[SHORT TASK]
All lines from the line containing "Wanted | a point on the windshield, one" up to and including the last line of the listing below should be echoed exactly; no other lines belong in the response.

[MATERIAL PROVIDED]
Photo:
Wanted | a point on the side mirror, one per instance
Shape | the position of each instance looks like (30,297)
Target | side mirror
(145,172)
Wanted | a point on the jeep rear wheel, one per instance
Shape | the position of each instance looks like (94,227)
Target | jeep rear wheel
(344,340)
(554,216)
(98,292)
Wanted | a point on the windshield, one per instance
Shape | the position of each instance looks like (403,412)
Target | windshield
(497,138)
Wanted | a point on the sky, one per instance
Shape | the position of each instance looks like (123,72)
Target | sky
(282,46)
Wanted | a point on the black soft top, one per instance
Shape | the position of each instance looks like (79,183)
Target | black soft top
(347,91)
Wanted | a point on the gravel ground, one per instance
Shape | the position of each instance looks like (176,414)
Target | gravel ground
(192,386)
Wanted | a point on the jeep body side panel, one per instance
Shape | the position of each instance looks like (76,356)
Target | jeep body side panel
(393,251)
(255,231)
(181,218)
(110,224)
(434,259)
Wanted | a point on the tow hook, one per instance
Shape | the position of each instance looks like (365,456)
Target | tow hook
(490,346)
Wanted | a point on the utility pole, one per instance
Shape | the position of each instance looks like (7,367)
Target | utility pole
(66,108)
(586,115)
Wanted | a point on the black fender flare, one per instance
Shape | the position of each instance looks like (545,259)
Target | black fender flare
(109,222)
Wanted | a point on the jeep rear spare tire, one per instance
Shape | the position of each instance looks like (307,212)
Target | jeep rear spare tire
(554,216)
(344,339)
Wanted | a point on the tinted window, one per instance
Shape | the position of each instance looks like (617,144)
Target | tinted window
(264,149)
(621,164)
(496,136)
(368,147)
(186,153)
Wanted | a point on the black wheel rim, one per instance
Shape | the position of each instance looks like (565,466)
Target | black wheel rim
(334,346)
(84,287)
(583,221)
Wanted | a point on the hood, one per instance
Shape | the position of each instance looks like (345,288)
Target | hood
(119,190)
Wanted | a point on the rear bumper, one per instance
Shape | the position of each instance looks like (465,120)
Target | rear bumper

[SOLUTION TO THIS PROBLEM]
Wanted | a point on the windshield, one per instance
Shape | the position of each instance looks like (403,412)
Target | windshield
(497,138)
Wanted | a point on the sky, one per instance
Shape | the position of each instance looks like (123,72)
Target | sky
(282,46)
Wanted | a point on the black soft top, one per instance
Shape | the position of each instance looks like (79,183)
Target | black soft top
(347,91)
Wanted | a point on the gravel ground, one per instance
Shape | the position of each instance looks like (176,414)
Target | gravel ground
(192,386)
Wanted | a point on the jeep body side panel, one per instance
Shape | the position of each instance looks like (76,356)
Target | jeep body side panel
(393,251)
(255,231)
(181,218)
(110,224)
(434,259)
Wanted | a point on the tow hook, one per instance
Shape | the position of each instance looks like (365,456)
Target | tow hook
(490,346)
Wanted | a point on the utility pole, one per instance
Shape | the position of each instance looks like (7,367)
Target | utility pole
(66,108)
(586,115)
Wanted | a point on the black fender flare, one per instance
Shape | the position of each instance looks like (545,259)
Target | black fender flare
(109,222)
Wanted | a point on the jeep rear spare tire, one per instance
Shape | the position of each instance looks like (307,212)
Target | jeep rear spare tire
(554,216)
(344,339)
Wanted | a point on the tinted window, one per instance
Shape | the position of each instance looks like (617,144)
Target | tinted window
(264,149)
(621,164)
(496,136)
(368,147)
(186,153)
Wanted | a point on the black wheel rim, one per instance
Shape | the position of each instance looks like (565,466)
Target | black wheel rim
(334,346)
(84,287)
(583,221)
Wanted | a point on the hood, one per instance
Shape | the position of each instance looks like (345,288)
Target | hood
(119,190)
Wanted | a point on the rear bumper, one per instance
Shape | the position of each instance looks like (465,120)
Target | rear bumper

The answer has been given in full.